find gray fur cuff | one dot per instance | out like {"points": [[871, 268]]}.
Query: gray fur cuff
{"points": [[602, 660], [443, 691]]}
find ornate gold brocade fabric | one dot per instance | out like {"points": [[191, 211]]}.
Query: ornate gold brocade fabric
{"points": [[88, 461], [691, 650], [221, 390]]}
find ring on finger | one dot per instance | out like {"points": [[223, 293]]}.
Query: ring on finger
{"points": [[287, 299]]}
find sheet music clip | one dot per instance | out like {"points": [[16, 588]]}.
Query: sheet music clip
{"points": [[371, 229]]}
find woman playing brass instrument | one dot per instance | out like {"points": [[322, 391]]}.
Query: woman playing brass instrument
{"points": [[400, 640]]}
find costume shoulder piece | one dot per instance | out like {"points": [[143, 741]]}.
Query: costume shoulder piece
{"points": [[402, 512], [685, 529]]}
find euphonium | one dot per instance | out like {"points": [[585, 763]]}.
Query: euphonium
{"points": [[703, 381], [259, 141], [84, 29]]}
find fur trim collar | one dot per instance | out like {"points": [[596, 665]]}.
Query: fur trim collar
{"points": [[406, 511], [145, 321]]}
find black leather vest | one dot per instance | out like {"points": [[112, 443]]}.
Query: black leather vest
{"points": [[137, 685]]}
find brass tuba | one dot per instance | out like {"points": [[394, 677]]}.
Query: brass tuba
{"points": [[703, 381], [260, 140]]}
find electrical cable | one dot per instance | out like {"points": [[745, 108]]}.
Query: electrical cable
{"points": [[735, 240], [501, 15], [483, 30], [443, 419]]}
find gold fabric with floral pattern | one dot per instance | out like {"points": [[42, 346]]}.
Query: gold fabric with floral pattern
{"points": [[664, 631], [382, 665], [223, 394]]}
--------------------------------
• What to do: Could you retype all of the entries exactly, leaving none out?

• Exercise answer:
find gray fur cuff | one dot per instance | out like {"points": [[871, 268]]}.
Query: gray fur cuff
{"points": [[602, 660], [443, 691]]}
find ornate gold brocade fabric | one dot per instance | out like {"points": [[191, 211]]}.
Query: ornate gold brocade fabric
{"points": [[88, 461], [691, 650], [221, 390]]}
find ring on finger | one dot per instance | out like {"points": [[223, 293]]}.
Query: ring on finger
{"points": [[287, 299]]}
find sheet music clip | one dot per instance | out like {"points": [[16, 588]]}.
Query: sheet music clip
{"points": [[371, 229]]}
find woman playing brass instrument | one dot per instance | out like {"points": [[322, 391]]}.
Query: woman playing brass instrument
{"points": [[400, 640]]}
find costume shoulder piece | one dot per instance | out like {"points": [[143, 741]]}.
Query: costume shoulder piece
{"points": [[402, 512], [685, 529]]}
find euphonium | one dot per instance | out like {"points": [[585, 763]]}.
Query: euphonium
{"points": [[703, 381], [259, 141], [84, 29]]}
find fur trim collar | one dot per instance | out like {"points": [[596, 665]]}.
Query: fur trim collar
{"points": [[406, 511], [145, 321]]}
find black leather vest | one dot per instance | out like {"points": [[112, 443]]}.
Query: black leather vest
{"points": [[137, 685]]}
find brass tuba | one dot per instance | out like {"points": [[394, 677]]}.
Query: brass tuba
{"points": [[703, 381], [260, 140]]}
find electrical cable | one dot per instance | out like {"points": [[745, 108]]}.
Query: electrical cable
{"points": [[735, 240], [501, 15], [483, 30], [443, 419]]}
find gold fabric with floral pattern | one dot per instance | out like {"points": [[42, 346]]}.
Query: gold fabric with floral pattern
{"points": [[664, 631], [382, 665], [223, 394]]}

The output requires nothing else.